→ What the task asks
Select each line of the rows below that contains the string "center", treating uppercase and lowercase letters as distinct.

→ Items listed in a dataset
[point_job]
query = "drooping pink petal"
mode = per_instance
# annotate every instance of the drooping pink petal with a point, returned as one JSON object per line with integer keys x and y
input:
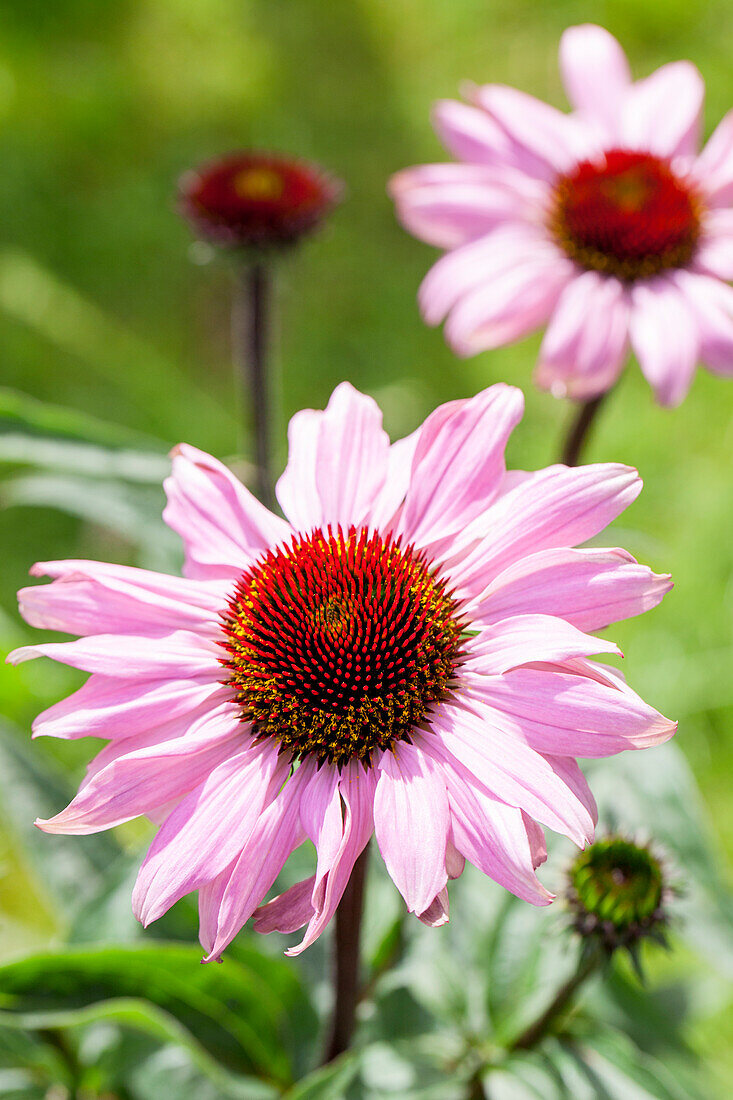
{"x": 595, "y": 74}
{"x": 448, "y": 205}
{"x": 230, "y": 900}
{"x": 222, "y": 526}
{"x": 94, "y": 597}
{"x": 411, "y": 823}
{"x": 356, "y": 790}
{"x": 590, "y": 589}
{"x": 470, "y": 134}
{"x": 524, "y": 638}
{"x": 587, "y": 339}
{"x": 558, "y": 506}
{"x": 130, "y": 780}
{"x": 337, "y": 462}
{"x": 665, "y": 338}
{"x": 208, "y": 828}
{"x": 510, "y": 304}
{"x": 467, "y": 267}
{"x": 663, "y": 113}
{"x": 448, "y": 487}
{"x": 131, "y": 657}
{"x": 713, "y": 168}
{"x": 492, "y": 836}
{"x": 545, "y": 140}
{"x": 509, "y": 769}
{"x": 115, "y": 708}
{"x": 288, "y": 911}
{"x": 558, "y": 713}
{"x": 437, "y": 913}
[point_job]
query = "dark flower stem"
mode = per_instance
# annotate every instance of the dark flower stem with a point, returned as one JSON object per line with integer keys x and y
{"x": 579, "y": 430}
{"x": 347, "y": 958}
{"x": 536, "y": 1031}
{"x": 250, "y": 334}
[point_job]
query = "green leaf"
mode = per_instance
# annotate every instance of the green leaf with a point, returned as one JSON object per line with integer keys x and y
{"x": 329, "y": 1082}
{"x": 234, "y": 1011}
{"x": 66, "y": 869}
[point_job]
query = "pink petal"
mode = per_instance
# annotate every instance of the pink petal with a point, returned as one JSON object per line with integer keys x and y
{"x": 663, "y": 113}
{"x": 712, "y": 303}
{"x": 93, "y": 597}
{"x": 595, "y": 74}
{"x": 510, "y": 304}
{"x": 448, "y": 487}
{"x": 714, "y": 254}
{"x": 288, "y": 911}
{"x": 448, "y": 205}
{"x": 568, "y": 715}
{"x": 545, "y": 140}
{"x": 437, "y": 912}
{"x": 336, "y": 862}
{"x": 525, "y": 638}
{"x": 587, "y": 339}
{"x": 113, "y": 708}
{"x": 411, "y": 823}
{"x": 492, "y": 836}
{"x": 387, "y": 502}
{"x": 130, "y": 657}
{"x": 558, "y": 506}
{"x": 714, "y": 166}
{"x": 471, "y": 134}
{"x": 665, "y": 338}
{"x": 208, "y": 828}
{"x": 590, "y": 589}
{"x": 337, "y": 463}
{"x": 132, "y": 777}
{"x": 222, "y": 526}
{"x": 469, "y": 266}
{"x": 228, "y": 902}
{"x": 509, "y": 770}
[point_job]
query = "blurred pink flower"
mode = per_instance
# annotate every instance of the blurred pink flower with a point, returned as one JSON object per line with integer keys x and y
{"x": 603, "y": 222}
{"x": 405, "y": 655}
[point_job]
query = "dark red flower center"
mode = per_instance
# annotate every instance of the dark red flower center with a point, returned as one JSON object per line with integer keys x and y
{"x": 338, "y": 644}
{"x": 256, "y": 199}
{"x": 626, "y": 215}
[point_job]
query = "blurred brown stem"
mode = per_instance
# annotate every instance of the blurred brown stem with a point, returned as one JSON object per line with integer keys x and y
{"x": 250, "y": 336}
{"x": 347, "y": 959}
{"x": 579, "y": 430}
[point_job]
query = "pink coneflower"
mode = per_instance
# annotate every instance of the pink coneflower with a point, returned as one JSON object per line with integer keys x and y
{"x": 256, "y": 199}
{"x": 605, "y": 223}
{"x": 404, "y": 655}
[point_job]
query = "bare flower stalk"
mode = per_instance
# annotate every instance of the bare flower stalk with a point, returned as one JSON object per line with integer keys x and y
{"x": 347, "y": 960}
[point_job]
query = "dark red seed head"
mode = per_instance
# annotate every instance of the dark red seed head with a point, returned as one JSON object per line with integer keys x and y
{"x": 256, "y": 199}
{"x": 626, "y": 215}
{"x": 338, "y": 644}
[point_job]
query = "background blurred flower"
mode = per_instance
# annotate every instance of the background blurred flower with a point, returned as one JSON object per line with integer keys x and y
{"x": 603, "y": 222}
{"x": 255, "y": 200}
{"x": 404, "y": 655}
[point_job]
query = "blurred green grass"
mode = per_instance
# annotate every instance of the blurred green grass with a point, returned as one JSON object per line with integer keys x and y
{"x": 102, "y": 308}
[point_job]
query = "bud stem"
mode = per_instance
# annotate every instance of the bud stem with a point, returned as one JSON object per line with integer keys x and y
{"x": 579, "y": 430}
{"x": 250, "y": 334}
{"x": 536, "y": 1031}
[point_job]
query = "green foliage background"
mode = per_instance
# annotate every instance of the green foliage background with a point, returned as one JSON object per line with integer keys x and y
{"x": 107, "y": 310}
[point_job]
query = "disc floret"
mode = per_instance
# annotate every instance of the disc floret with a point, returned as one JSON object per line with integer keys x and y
{"x": 626, "y": 215}
{"x": 340, "y": 642}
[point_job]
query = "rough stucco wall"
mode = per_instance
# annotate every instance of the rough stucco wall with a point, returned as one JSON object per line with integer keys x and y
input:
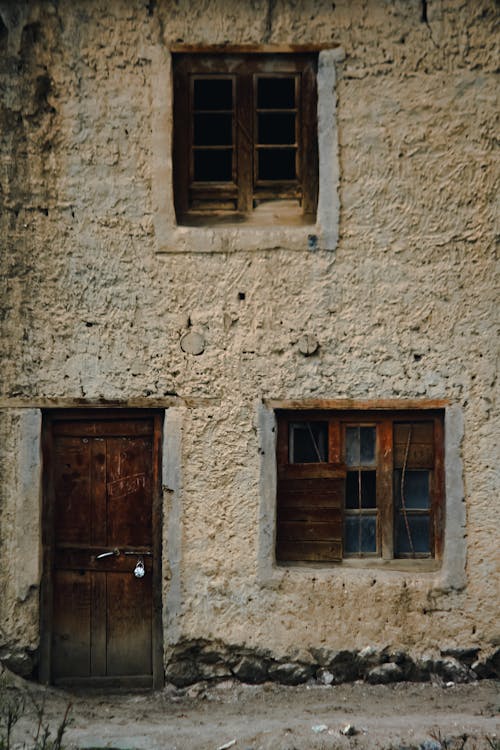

→ Result of this exercise
query = "dark red flower center"
# annotate every instance of the dark red flower center with a point, returned as one JSON object per line with integer keys x and y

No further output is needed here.